EXERCISE MATERIALS.

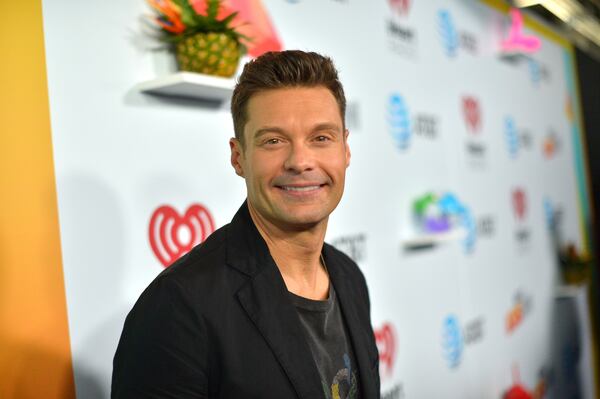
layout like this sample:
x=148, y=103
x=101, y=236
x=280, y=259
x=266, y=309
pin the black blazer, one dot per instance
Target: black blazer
x=219, y=323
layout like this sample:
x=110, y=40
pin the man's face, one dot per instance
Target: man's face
x=295, y=156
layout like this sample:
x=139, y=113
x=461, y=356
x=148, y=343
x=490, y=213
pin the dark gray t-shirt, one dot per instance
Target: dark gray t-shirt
x=330, y=345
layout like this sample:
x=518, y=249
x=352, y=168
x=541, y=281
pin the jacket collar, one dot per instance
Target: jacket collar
x=266, y=301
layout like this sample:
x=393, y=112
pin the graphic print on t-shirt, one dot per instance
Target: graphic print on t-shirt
x=344, y=384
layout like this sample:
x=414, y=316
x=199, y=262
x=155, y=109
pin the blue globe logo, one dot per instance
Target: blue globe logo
x=399, y=121
x=512, y=136
x=449, y=204
x=452, y=342
x=447, y=32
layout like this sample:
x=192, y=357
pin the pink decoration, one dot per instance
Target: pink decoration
x=517, y=41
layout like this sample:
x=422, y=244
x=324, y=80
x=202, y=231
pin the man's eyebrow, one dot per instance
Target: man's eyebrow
x=267, y=129
x=327, y=126
x=318, y=127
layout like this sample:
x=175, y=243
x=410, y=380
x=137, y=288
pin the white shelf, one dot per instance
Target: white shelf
x=427, y=240
x=190, y=85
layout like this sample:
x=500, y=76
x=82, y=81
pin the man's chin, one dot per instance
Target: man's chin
x=302, y=222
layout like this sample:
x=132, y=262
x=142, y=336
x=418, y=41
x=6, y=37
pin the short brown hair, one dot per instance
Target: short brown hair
x=282, y=69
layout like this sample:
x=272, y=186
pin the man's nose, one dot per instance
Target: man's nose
x=300, y=158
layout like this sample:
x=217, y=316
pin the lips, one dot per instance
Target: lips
x=300, y=188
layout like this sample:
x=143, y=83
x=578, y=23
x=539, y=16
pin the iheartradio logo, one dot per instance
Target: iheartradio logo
x=385, y=338
x=472, y=113
x=172, y=235
x=519, y=200
x=401, y=7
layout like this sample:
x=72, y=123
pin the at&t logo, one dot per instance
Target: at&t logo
x=172, y=235
x=516, y=139
x=452, y=40
x=455, y=339
x=452, y=341
x=402, y=126
x=399, y=121
x=435, y=214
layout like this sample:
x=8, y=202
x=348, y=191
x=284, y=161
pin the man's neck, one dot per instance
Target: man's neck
x=297, y=254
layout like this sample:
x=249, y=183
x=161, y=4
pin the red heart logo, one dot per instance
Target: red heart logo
x=167, y=231
x=472, y=113
x=385, y=338
x=400, y=6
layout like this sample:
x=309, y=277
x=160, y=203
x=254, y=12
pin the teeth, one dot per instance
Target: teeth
x=306, y=188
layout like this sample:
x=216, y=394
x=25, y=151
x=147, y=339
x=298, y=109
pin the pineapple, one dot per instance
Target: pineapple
x=204, y=40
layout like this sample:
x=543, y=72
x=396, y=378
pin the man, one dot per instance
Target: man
x=263, y=308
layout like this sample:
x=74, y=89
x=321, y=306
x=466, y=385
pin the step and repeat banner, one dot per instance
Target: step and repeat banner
x=464, y=151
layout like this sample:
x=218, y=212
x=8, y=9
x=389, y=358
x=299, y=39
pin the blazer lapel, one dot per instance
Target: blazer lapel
x=266, y=301
x=358, y=326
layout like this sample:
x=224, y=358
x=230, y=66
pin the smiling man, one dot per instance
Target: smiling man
x=264, y=308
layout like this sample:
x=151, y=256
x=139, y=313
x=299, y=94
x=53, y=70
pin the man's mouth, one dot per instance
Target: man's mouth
x=300, y=188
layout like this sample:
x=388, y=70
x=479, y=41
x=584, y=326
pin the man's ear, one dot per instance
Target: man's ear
x=348, y=154
x=237, y=155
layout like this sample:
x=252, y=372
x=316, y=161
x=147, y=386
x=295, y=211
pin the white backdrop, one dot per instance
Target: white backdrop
x=440, y=313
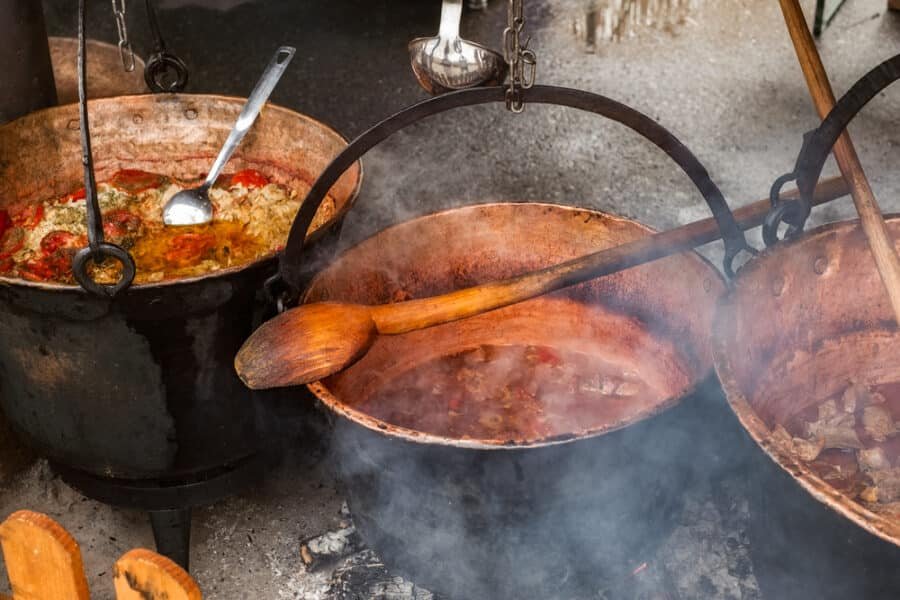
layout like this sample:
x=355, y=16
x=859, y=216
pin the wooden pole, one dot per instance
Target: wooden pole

TASK TO COMPLETE. Give back every record exactly. Omit the pictures.

FINISHED TASK.
layout like this sample:
x=148, y=103
x=101, y=236
x=280, y=259
x=266, y=309
pin the black blazer, one dot per instance
Target: black blazer
x=219, y=323
layout like this sample:
x=110, y=40
pin the man's face, one dot per instance
Target: man's face
x=295, y=156
layout like this sample:
x=139, y=113
x=461, y=356
x=148, y=343
x=490, y=213
pin the dark gray t-shirt, one dot per instance
Target: dark gray t-shirt
x=330, y=345
layout like this sample:
x=518, y=249
x=352, y=168
x=541, y=281
pin the jacket collar, one dot per instance
Target: jacket collar
x=266, y=301
layout like this sample:
x=393, y=112
pin the graphic print on t-shirt, one dot per instance
Target: graphic print on t-shirt
x=344, y=384
layout like this sample:
x=414, y=316
x=199, y=262
x=155, y=109
pin the blue globe logo, one dot per instance
Target: blue globe logo
x=399, y=121
x=512, y=136
x=449, y=204
x=452, y=342
x=447, y=32
layout like this sample:
x=192, y=357
pin the pink decoration, one dot per instance
Target: pink decoration
x=517, y=41
layout like this sample:
x=422, y=244
x=324, y=80
x=202, y=231
pin the man's eyebrow, one dot per instance
Target: man's eyebrow
x=267, y=129
x=327, y=126
x=318, y=127
layout like this sample:
x=175, y=243
x=410, y=380
x=137, y=288
pin the white shelf, one dot per instance
Target: white shelf
x=427, y=240
x=190, y=85
layout like this sample:
x=500, y=76
x=82, y=81
pin the man's chin, one dot per instance
Target: man's chin
x=302, y=222
layout like this sample:
x=132, y=262
x=142, y=336
x=418, y=41
x=6, y=37
pin the short brown hair, one dot per instance
Target: short brown hair
x=282, y=69
layout like this sample:
x=272, y=186
pin the man's nose, one dot per instance
Target: man's nose
x=300, y=158
layout like this sample:
x=217, y=316
pin the lips, one dot per instance
Target: lips
x=300, y=188
layout like this sample:
x=143, y=83
x=578, y=23
x=539, y=16
pin the iheartradio logo, one dot per instance
Target: iheartradio logo
x=385, y=338
x=472, y=113
x=172, y=235
x=519, y=200
x=401, y=7
layout like this sample:
x=72, y=123
pin the at&t logo, one dot per instance
Target: at&t logo
x=172, y=235
x=516, y=139
x=452, y=40
x=455, y=339
x=452, y=341
x=402, y=126
x=399, y=121
x=435, y=214
layout like this sample:
x=8, y=202
x=348, y=191
x=284, y=161
pin the man's neck, one dot per instance
Target: man's neck
x=297, y=254
layout like this sample:
x=249, y=183
x=161, y=4
pin the red heart logo, one dot per instance
Target: red heart logo
x=167, y=231
x=472, y=113
x=385, y=338
x=400, y=6
layout like this sample:
x=309, y=277
x=160, y=203
x=254, y=12
pin the teeth, one dot per instance
Target: teeth
x=306, y=188
layout like this sample:
x=216, y=394
x=25, y=151
x=147, y=339
x=298, y=109
pin the pineapple, one dot per instance
Target: pineapple
x=204, y=40
layout like this sample:
x=543, y=72
x=396, y=378
pin the man, one dot per instance
Target: man
x=263, y=308
layout like this sample:
x=74, y=89
x=321, y=306
x=466, y=385
pin the step and repeat banner, one dot per instance
Target: step and repeat banner
x=464, y=151
layout like this sample:
x=218, y=212
x=8, y=9
x=389, y=358
x=299, y=39
pin the blazer lapel, one dot per instance
Target: blazer lapel
x=266, y=301
x=358, y=326
layout like this sample:
x=224, y=358
x=230, y=66
pin the smiling man, one dot per instance
Target: smiling man
x=264, y=308
layout like this sample:
x=151, y=256
x=139, y=313
x=299, y=94
x=53, y=70
pin the man's mouth, one dot per instance
Target: man's mouth
x=300, y=188
layout like this sample:
x=388, y=70
x=479, y=41
x=584, y=326
pin the man's ear, one dot per instance
Target: man's ear
x=348, y=154
x=237, y=155
layout like this sample:
x=252, y=372
x=316, y=161
x=147, y=386
x=295, y=211
pin the white backdrop, one dot per instance
Target: white backdrop
x=440, y=313
layout like this sample:
x=355, y=16
x=859, y=216
pin the wooden pole, one dot per instance
Target: wooden pole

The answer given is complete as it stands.